GIVEN TASK:
Could you extract every entry below and reproduce it exactly?

LISTED RECORDS:

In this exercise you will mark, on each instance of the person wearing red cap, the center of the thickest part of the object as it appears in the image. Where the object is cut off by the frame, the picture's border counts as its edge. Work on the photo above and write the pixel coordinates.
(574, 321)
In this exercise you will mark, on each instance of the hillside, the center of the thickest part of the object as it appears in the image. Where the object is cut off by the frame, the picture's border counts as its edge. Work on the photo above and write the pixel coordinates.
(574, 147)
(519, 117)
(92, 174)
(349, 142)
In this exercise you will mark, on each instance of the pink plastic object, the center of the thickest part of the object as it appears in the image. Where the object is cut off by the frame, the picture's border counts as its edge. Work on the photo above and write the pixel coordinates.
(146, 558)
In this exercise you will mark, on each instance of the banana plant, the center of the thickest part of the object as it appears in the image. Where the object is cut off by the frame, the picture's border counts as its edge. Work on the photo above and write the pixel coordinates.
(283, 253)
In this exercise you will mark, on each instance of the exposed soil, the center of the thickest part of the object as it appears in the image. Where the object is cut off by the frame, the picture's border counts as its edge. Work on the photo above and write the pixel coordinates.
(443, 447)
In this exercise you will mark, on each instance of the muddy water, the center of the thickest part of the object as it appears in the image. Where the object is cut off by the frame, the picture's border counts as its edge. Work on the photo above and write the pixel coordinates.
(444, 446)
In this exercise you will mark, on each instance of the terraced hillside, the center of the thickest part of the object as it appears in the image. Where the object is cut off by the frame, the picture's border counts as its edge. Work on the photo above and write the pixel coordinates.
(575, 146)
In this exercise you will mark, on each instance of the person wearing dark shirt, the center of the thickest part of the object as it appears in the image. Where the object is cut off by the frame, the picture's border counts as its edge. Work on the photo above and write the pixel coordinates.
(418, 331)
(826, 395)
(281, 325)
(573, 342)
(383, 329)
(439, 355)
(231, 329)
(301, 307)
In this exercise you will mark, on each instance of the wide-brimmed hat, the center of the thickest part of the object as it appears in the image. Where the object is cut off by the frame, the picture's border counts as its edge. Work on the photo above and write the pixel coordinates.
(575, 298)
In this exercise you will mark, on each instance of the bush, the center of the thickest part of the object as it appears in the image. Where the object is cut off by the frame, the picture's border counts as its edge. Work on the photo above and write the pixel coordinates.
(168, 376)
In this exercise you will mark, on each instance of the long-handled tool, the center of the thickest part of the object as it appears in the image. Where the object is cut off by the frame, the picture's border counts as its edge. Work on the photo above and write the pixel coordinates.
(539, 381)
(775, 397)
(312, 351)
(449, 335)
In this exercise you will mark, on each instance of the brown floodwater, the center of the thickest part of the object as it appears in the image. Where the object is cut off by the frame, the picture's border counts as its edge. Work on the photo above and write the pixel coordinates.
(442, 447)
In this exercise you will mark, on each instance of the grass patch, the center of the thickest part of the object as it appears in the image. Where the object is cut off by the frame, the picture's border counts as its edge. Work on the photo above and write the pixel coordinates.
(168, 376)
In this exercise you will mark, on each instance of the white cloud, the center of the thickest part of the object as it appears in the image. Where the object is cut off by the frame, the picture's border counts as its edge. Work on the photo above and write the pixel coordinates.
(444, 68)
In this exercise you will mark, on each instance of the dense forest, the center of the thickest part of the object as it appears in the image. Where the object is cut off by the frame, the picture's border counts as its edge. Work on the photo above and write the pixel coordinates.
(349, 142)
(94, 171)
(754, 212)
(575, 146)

SOLUTION TO THIS PROBLEM:
In this exercise you will mark, on each instance of the person wearing red cap, the center of the thickest part of the object as it appears in the image. Where the object is cut off by the frame, the picture's border counts as its edge. Work on the photo above and write the pixel coordinates.
(574, 321)
In this exercise you will mark, on each instance of the hillside, the center of the thickest part of the object as it appears in the image. Where the object is cut off by the frame, the picture's border counts as its edge. Work on the photo above and write the pixel coordinates.
(574, 147)
(519, 117)
(92, 174)
(349, 142)
In this exercise you will mark, on each instance of the pink plastic object, the center of the thickest part of the object as it appears in the image. Where the object is cut off by the frame, the picture's border counts as its edge. Work on the photo above and write the pixel coordinates.
(146, 558)
In this exercise you will mark, on each instance of the banana plant, the center of the thickest part of the object as it appears in the image. Where the object is cut off by the frame, the picture's border counts as its edge. Work on the photo above and write the pixel coordinates.
(283, 253)
In this exercise you will mark, on each instance of the exposed soil, the center of the thickest part of the object as it appears in the image. Where the object is cut off by the frame, the picture's border counts as its edge. Work on the photo above and write the pixel coordinates.
(443, 447)
In this exercise you will mark, on each instance of the muddy water, the center of the thickest part of the object as it appears in the image. Where the object is cut off by the frame, the picture's border counts as its edge. Work on the photo above and write the pixel coordinates.
(444, 446)
In this exercise you will mark, on each instance of the terraced hillside, the center of the thickest part of the object as it appears in the image. Where the object is cut off by the frame, the picture's border counts as its edge. Work on the photo above and write the pixel coordinates.
(575, 146)
In this exercise you will mark, on each instance of the person wearing dark shirt, the center of the thickest part of the object as it appears in the image. Where the object is cut off by the frame, the picture's border counts as its edge. Work on the photo above and write the pixel coordinates.
(418, 331)
(826, 395)
(281, 325)
(573, 342)
(383, 329)
(439, 355)
(231, 329)
(301, 307)
In this exercise you will mark, on each instance of the wide-brimmed hat, the center of the thickest part of the object as it appears in the image. Where the object is cut off by the frame, the picture's border counts as its edge. Work on the photo above and write the pixel coordinates.
(575, 298)
In this exercise you will mark, on each instance of the bush, the center of the thickest part of the object as it appears in the image. Where the object is cut off by the frame, the picture's border counts as its edge. Work on the photo above and write the pixel coordinates.
(168, 376)
In this exercise you will mark, on each instance of the long-handled tool, the center of the thickest part of the object as it appears in the image. Where the object is cut off by the frame, the picture's border counts as its edge. Work on the photo above and write the pixel coordinates.
(539, 381)
(775, 397)
(312, 351)
(449, 335)
In this exercise you will mark, on each instance of the brown floodwater, the center of the thickest part of the object as it appears in the image. Where the object is cut off by the frame, the picture's border counts as its edge. Work on the photo above and write the pixel coordinates.
(442, 447)
In this exercise you will mark, on each instance of the grass patch, the center of the thickest part of the object as it appears in the image. Where the object is cut off by the frame, the picture's border counts as its edge. Work on the photo above and write the pixel coordinates.
(168, 376)
In this exercise you will mark, on each instance of the white cloud, the center of the thickest part of the object as it appears in the image. Where the object is cut off by the frame, the picture's border counts as its edge. Work on the photo above and write the pixel coordinates.
(444, 68)
In this exercise you will mark, on each instance of the dense forest, the center of the thickest part of the object as it appears in the image. Where the object is cut off by the frame, the picture's border counts as its edge. Work on the photo above and write the pixel coordinates.
(349, 142)
(94, 171)
(754, 212)
(575, 146)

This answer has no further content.